Quote precisely the final stretch of the listing: start at the line containing "[indicate] log pile" and stop after the last line.

Data>
......

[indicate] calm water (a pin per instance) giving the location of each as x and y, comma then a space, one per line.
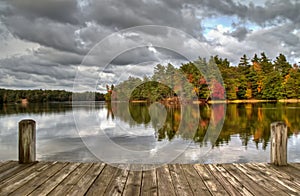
86, 132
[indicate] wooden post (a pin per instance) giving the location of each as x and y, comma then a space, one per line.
278, 144
27, 142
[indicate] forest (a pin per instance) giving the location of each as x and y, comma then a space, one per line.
41, 96
256, 78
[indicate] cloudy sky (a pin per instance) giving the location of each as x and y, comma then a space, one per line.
49, 44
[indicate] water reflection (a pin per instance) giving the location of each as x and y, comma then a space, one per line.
244, 137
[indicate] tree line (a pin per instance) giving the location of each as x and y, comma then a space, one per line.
256, 78
41, 96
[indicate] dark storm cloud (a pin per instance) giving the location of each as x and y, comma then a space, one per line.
240, 33
124, 14
65, 11
146, 54
45, 32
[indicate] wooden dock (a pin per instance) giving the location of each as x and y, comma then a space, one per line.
58, 178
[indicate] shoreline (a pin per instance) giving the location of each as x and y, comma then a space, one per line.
235, 101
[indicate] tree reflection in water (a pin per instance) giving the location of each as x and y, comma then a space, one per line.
248, 121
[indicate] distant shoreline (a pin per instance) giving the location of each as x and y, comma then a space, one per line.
236, 101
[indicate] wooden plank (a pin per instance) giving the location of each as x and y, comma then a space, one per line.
232, 180
195, 181
290, 170
13, 171
259, 179
71, 179
117, 184
22, 177
278, 179
86, 180
289, 173
243, 177
164, 181
134, 183
227, 186
102, 181
4, 163
149, 182
213, 185
8, 166
54, 181
179, 180
295, 165
38, 180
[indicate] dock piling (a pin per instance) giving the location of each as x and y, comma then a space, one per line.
278, 144
27, 141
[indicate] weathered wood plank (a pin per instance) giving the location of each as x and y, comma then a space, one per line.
71, 179
227, 186
54, 181
232, 180
280, 180
290, 170
259, 179
213, 185
195, 181
86, 180
295, 165
38, 180
27, 143
149, 183
100, 184
11, 184
278, 151
8, 165
133, 184
2, 163
117, 184
11, 171
179, 180
245, 180
164, 181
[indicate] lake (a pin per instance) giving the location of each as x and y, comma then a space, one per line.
141, 133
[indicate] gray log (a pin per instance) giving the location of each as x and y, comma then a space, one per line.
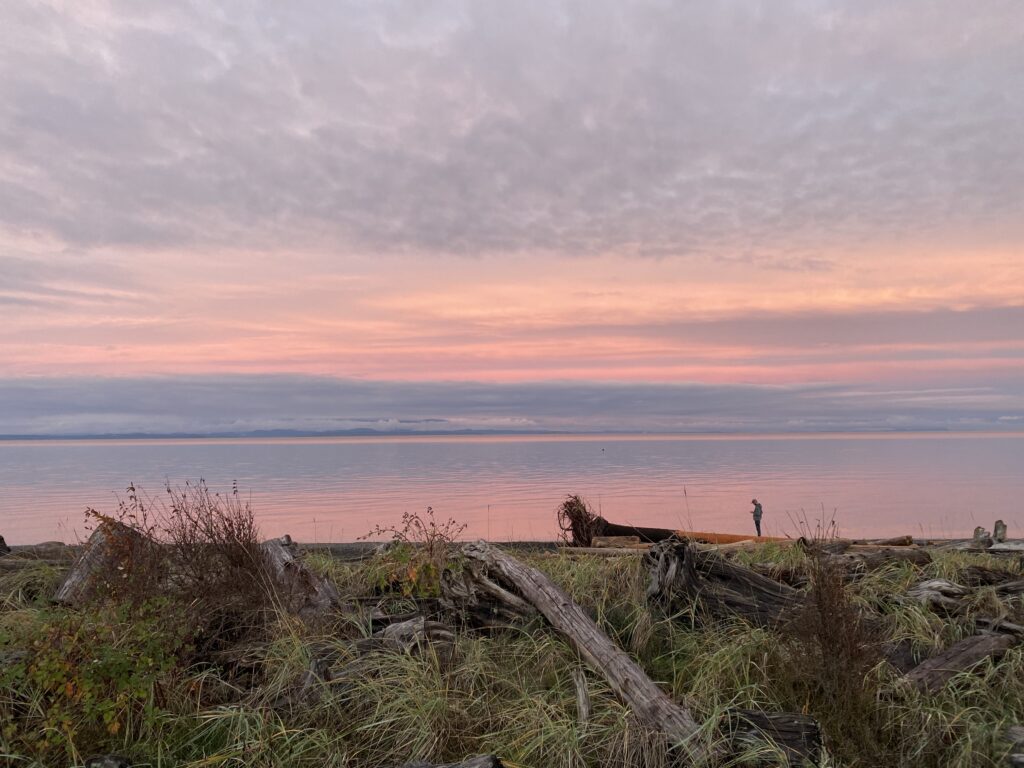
798, 737
682, 577
651, 706
303, 592
111, 546
931, 675
1015, 736
481, 761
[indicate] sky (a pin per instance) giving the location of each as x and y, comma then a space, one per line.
628, 215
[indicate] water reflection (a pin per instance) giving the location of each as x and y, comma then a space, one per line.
507, 487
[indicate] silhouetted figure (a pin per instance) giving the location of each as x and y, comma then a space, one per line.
757, 514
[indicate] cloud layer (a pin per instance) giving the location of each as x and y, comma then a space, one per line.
663, 203
247, 403
743, 130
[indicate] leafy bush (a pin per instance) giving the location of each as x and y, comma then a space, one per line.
80, 681
419, 552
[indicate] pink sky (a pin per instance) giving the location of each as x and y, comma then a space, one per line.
480, 193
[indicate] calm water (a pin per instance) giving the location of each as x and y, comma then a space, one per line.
508, 487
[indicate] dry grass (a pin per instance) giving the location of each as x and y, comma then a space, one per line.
512, 692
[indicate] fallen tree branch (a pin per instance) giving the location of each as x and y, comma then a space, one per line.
481, 761
932, 674
303, 592
651, 706
110, 548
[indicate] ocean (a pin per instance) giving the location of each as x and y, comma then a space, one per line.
508, 487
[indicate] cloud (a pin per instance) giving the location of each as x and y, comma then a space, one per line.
211, 404
646, 127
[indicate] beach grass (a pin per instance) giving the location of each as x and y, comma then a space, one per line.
128, 679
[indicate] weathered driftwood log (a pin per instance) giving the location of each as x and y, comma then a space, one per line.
999, 625
488, 566
940, 595
112, 545
584, 708
481, 761
896, 541
1011, 589
303, 592
682, 577
796, 578
474, 594
824, 546
412, 636
980, 576
797, 736
1014, 736
932, 674
945, 597
108, 761
859, 561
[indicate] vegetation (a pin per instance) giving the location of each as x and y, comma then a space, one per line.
183, 677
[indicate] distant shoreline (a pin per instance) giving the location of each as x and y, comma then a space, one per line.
377, 434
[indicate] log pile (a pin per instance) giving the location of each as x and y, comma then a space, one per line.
497, 577
113, 547
931, 675
682, 577
491, 577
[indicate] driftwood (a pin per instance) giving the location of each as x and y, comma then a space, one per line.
940, 595
303, 592
581, 526
682, 577
624, 542
797, 736
860, 560
411, 636
793, 734
584, 708
944, 596
481, 761
897, 541
651, 706
112, 545
980, 576
932, 674
1014, 736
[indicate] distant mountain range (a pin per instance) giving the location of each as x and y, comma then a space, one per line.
368, 432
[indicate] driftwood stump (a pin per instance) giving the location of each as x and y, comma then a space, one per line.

......

Solution>
[indicate] log pile (a pin per instance) giving the location of each as x and y, comma then a space, one per line.
497, 577
113, 547
931, 675
682, 577
491, 577
[indicate] driftwood (a pin per instance) giving the location of each as x and y, comma then a space, one per line.
940, 595
303, 592
581, 526
682, 577
624, 542
797, 736
860, 560
411, 636
793, 734
584, 708
944, 596
481, 761
897, 541
651, 706
112, 545
980, 576
932, 674
1014, 736
[indicate] distant mountain range (a pin per instance) giving the location of each as x and y, comma then a space, one per line.
368, 432
[indicate] driftwood stump (a pin per instance) giving the location of each as x and y, comma then a space, one per line.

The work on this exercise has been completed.